→ **Aim**
Find each line in the records below that contains the word "Draw" and copy those lines out in full.

→ **Dataset extract**
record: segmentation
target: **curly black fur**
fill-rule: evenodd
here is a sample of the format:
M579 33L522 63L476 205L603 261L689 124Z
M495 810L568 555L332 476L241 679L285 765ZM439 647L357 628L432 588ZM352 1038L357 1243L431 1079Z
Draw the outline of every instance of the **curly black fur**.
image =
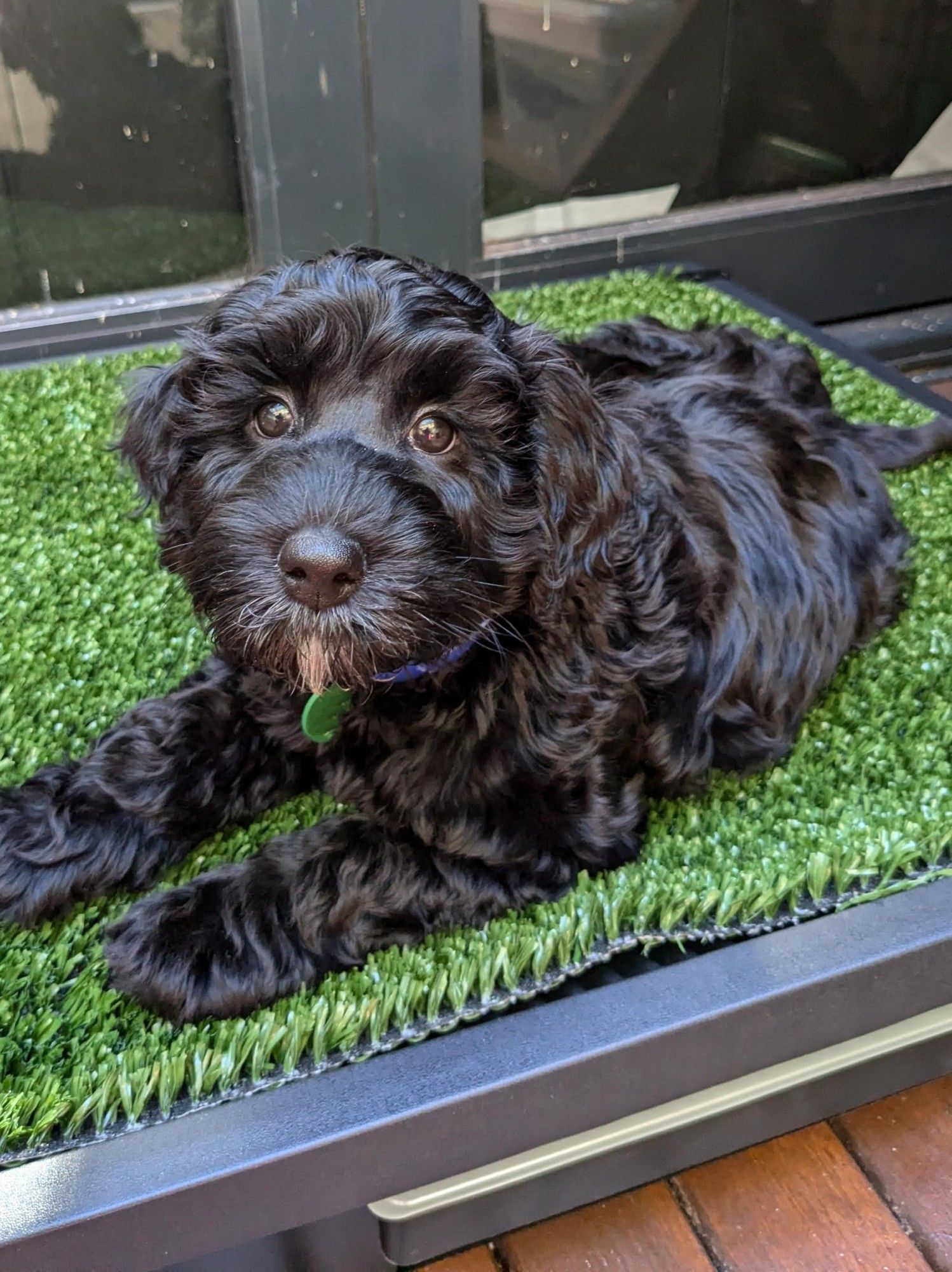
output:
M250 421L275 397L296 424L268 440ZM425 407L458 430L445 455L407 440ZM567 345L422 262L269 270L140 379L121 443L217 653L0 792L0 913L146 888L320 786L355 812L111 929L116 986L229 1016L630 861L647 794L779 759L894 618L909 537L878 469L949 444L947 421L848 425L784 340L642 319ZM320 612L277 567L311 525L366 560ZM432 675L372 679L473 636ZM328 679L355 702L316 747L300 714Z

* * *

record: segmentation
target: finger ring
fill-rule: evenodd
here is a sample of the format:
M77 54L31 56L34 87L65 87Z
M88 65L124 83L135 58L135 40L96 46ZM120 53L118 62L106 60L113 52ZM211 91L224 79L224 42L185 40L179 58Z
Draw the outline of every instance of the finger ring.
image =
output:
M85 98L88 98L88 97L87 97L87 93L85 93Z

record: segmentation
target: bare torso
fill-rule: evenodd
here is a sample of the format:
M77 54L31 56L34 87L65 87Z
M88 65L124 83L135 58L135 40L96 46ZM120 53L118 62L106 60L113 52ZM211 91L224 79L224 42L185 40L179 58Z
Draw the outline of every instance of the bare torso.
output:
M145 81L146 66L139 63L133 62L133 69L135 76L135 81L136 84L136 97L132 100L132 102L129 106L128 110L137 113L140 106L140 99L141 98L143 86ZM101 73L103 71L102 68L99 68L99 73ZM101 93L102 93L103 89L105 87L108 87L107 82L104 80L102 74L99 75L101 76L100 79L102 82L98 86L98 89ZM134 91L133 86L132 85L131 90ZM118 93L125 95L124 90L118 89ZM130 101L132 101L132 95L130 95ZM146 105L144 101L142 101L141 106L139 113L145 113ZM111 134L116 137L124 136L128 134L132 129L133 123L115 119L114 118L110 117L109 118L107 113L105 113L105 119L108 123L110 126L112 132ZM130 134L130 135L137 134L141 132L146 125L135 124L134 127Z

→ **Result of this task**
Draw the outline of every instance of the **curly black fur**.
Draw the outline of every instance of the finger ring.
Draw the outline of every instance of the bare torso.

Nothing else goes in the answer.